§ PROBLEM STATEMENT
Repeat the listing below in full, exactly as it stands.
#### SUPPLIED MATERIAL
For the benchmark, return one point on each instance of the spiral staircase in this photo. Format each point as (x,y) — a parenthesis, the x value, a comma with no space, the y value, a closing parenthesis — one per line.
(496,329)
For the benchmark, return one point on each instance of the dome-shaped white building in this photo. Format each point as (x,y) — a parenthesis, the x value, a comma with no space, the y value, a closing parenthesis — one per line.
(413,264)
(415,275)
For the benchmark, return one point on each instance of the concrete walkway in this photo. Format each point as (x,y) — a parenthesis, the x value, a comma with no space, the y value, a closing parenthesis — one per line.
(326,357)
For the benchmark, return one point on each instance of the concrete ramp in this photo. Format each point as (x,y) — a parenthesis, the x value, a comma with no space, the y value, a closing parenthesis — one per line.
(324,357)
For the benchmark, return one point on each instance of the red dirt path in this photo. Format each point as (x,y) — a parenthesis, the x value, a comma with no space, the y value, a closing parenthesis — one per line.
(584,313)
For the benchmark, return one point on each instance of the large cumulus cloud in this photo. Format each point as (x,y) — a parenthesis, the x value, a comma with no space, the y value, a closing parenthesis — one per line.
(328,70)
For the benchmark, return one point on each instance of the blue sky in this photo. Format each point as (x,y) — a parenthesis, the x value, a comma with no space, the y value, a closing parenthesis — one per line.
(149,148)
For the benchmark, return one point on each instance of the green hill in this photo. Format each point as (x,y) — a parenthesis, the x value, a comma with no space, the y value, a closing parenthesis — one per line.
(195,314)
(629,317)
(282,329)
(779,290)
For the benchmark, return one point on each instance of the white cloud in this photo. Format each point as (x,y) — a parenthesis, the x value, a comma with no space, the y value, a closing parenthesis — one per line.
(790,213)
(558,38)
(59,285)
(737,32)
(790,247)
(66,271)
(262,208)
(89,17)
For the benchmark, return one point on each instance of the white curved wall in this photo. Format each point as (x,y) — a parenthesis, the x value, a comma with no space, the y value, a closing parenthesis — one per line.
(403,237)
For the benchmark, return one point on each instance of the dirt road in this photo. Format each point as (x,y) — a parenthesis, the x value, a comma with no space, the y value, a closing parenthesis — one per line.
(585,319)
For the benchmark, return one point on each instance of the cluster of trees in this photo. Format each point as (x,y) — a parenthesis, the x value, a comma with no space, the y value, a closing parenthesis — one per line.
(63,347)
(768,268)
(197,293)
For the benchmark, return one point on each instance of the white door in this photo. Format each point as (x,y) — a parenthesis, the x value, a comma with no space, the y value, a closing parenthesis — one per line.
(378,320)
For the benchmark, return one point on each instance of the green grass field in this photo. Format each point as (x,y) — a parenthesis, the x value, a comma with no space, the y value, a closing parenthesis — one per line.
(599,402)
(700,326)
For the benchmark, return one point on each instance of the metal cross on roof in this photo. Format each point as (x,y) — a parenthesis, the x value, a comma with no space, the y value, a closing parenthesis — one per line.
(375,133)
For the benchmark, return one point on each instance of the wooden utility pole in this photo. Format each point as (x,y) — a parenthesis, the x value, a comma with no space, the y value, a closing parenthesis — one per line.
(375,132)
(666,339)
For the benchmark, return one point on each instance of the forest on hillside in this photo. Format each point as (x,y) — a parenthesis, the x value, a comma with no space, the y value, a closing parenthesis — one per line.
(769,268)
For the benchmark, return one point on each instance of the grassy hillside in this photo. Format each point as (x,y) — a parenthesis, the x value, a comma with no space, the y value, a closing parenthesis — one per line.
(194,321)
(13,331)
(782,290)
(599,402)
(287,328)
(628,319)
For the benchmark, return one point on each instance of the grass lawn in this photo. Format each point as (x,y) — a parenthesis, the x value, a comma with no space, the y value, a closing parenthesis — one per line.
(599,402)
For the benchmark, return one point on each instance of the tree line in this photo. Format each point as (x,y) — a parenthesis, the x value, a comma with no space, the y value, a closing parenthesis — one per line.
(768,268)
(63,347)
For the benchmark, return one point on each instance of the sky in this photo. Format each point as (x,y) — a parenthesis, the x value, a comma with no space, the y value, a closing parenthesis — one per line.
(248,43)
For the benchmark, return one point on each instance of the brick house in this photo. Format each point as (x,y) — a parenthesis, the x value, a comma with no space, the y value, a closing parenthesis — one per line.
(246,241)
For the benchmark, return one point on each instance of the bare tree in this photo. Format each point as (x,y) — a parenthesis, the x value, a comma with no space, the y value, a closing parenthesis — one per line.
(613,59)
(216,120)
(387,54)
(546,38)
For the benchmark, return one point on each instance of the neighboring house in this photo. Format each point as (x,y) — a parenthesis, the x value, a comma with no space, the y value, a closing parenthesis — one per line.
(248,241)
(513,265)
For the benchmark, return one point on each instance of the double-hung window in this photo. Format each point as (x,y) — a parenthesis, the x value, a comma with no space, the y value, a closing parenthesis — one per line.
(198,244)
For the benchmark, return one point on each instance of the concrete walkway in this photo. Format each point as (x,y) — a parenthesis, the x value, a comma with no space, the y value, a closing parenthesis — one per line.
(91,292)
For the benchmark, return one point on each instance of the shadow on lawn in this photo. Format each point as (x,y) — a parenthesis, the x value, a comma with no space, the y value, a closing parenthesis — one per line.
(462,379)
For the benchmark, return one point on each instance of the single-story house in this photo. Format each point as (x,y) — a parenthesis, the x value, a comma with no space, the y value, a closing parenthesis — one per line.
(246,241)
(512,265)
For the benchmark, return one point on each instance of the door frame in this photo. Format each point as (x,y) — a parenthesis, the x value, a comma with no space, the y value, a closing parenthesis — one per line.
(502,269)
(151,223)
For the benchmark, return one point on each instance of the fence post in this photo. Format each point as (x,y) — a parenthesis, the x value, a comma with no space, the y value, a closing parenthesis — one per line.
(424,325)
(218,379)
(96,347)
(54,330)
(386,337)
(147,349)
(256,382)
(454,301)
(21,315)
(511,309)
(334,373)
########
§ FULL ANSWER
For the benchmark, return one point on each instance of the spiral staircase in this photo. Format each point as (x,y) — a parenthesis, the x value, a comma with no space, the y value, a closing parenthesis — one per line.
(496,329)
For the benchmark, return one point on each instance of the dome-shaped white building in this photo. Format each point as (x,y) — a parenthesis, the x value, a comma with no space, the y value, a closing parenthesis — one per line.
(413,264)
(415,275)
For the benchmark, return one point on each instance of the concrete walkway in this photo. Format each point as (x,y) — a parenthesis, the x value, a comma with no space, the y value, a closing parenthesis — one per line.
(326,357)
For the benchmark, return one point on each instance of the concrete ramp in this photo. Format each point as (x,y) — a parenthesis, the x value, a comma with no space, the y value, a closing parenthesis — one per line.
(324,357)
For the benchmark, return one point on each instance of the red dirt path in this photo. Format each point as (x,y) — a parenthesis, the x value, a comma with no space, the y value, a closing parenthesis — one per line.
(584,313)
For the benchmark, return one point on each instance of the large cumulus cloud in this photo. Format each point as (x,y) — a parenthesis, the x value, a comma with no space, the y value, a closing parenthesis — one per line.
(328,70)
For the benchmark, return one point on each instance of the blue sky in this photo. Format each point as (x,y) — a parenthesis, the x value, a comma with no space, the y value, a closing parenthesis — one per line.
(149,148)
For the benchmark, return one point on each instance of the green hill in this photo. Format each point as (x,y) — a parenthesis, the x value, a comma with no space, the y value, a closing parenthesis — one per line.
(195,314)
(629,317)
(282,329)
(779,290)
For the benchmark, return one point on each instance of the white cloud in this photo. Format each point as (x,y) — a parenthesis, the x value, a comma with no space, the y value, a closing parenthesis — one per line.
(790,213)
(558,38)
(59,285)
(737,32)
(790,247)
(66,271)
(262,208)
(89,17)
For the benchmark, return one point on each instance of the white curved wall in this photo. Format each point as (x,y) — a parenthesis, the x value, a comma with no space, the y value, a closing parenthesis — one per line.
(403,237)
For the benchmark, return one point on each instance of the dirt road in this photo. Format each point as (x,y) — a parenthesis, the x value, a comma with no space, the y value, a closing parenthesis — one per line.
(585,319)
For the benchmark, return one point on each instance of the cluster of trees in this photo. Format each point as (x,y) — a parenthesis, the x value, a comma with no space, the y value, a closing parenthesis — one per line.
(63,347)
(768,268)
(197,293)
For the benchmark, return one point on each instance of the white door in this photo. Format each point as (x,y) — a parenthesis, the x value, a comma with no space, the y value, a closing parenthesis — one per line.
(378,320)
For the benchmark, return one point on each instance of the green grass field in this photo. Format each point as (x,y) — a parenthesis, the x value, a comma with no space, the y value, a closing parenthesis — one per line.
(599,402)
(700,326)
For the benchmark, return one point on each instance of the metal cross on roof in this photo. Format each point as (x,y) — a parenthesis, the x value, a comma with no space, the y value, a closing parenthesis — one per line.
(375,133)
For the benchmark, return one point on each instance of the wooden utility pole in this photo. Format each point as (x,y) — a parenthesis, the x value, a comma with no space, the y value, a closing parenthesis — one per line.
(375,132)
(666,339)
For the benchmark, return one point on each instance of the forest on hillside in this photo. Format each point as (x,y) — a parenthesis, the x value, a comma with no space, the y value, a closing parenthesis — one per line.
(769,268)
For the benchmark, return one point on each instance of the grassy hillside in this photo. Format each point as (x,y) — a parenthesis, the x value, a comma with no space, the y value, a closing parenthesis — one per line.
(194,321)
(13,331)
(782,290)
(599,402)
(287,328)
(628,319)
For the benchmark, return one point on each instance of the grass lawn in this photo. Format each point as (x,y) — a parenthesis, the x value, a comma with no space, the y value, a closing parenthesis — one per line.
(599,402)
For the benchmark, return one point on each instance of the tree line in this photo. Format each point as (x,y) — a parenthesis, the x value, a comma with no space, the y value, a closing parenthesis — one per line.
(768,268)
(63,347)
For the benchmark, return one point on each instance of the sky in this photo. Format each point as (x,y) — a parenthesis, the x value, a comma with no space, the y value, a closing parenthesis — one per line.
(248,43)
For the benchmark, return one point on each instance of the brick house in this photo. Format each point as (x,y) — a parenthesis, the x value, a comma with no space, the y value, a closing parenthesis — one per line.
(246,241)
For the benchmark, return one point on each instance of the bare tree in this photo. Format each point as (x,y) — a parenthesis, the x value, a comma with no space, the y value, a closing parenthesis — one per line.
(613,59)
(216,120)
(387,54)
(546,38)
For the benchmark, return one point on each instance of the neighboring house in this photo. Format each point as (x,y) — a parenthesis, the x value, a comma with no space, the y value, a closing parenthesis — one per line.
(248,241)
(513,265)
For the benchmark, return one point on each instance of the double-hung window in this photo. Format each point as (x,y) — a parenthesis, the x value, a comma with no space, the y value, a closing parenthesis — one per line.
(198,244)
For the benchmark, return one point on each instance of the concrete walkway in this photo. Format each point as (x,y) — a parenthesis, the x value, a comma with no space, the y value, a closing parenthesis — one per line.
(91,292)
For the benchmark, return one point on each instance of the shadow on lawn in this photo. Format each point as (x,y) — a parenthesis, the x value, a comma with no space, the y value, a closing parenthesis — one per line.
(462,379)
For the benchmark, return one point on each instance of the single-story house in this photo. Format each point as (x,y) — a parenthesis, the x value, a comma with no space, the y value, a closing parenthesis — one per line.
(246,241)
(512,265)
For the benchmark, return one point on each instance of the door frame in this photo. Format each point as (x,y) — a parenthesis, the x value, a comma with no space, the y value, a closing parenthesis — one per line.
(502,269)
(151,223)
For the benchmark, return one point on each instance of the fence post in this photo. Format each point as (x,y) — a parenthesis, the x value, a comma with no space, the y value, a closing parenthesis — one per line.
(424,325)
(218,379)
(96,347)
(54,330)
(386,337)
(147,349)
(256,382)
(454,301)
(21,315)
(511,309)
(334,373)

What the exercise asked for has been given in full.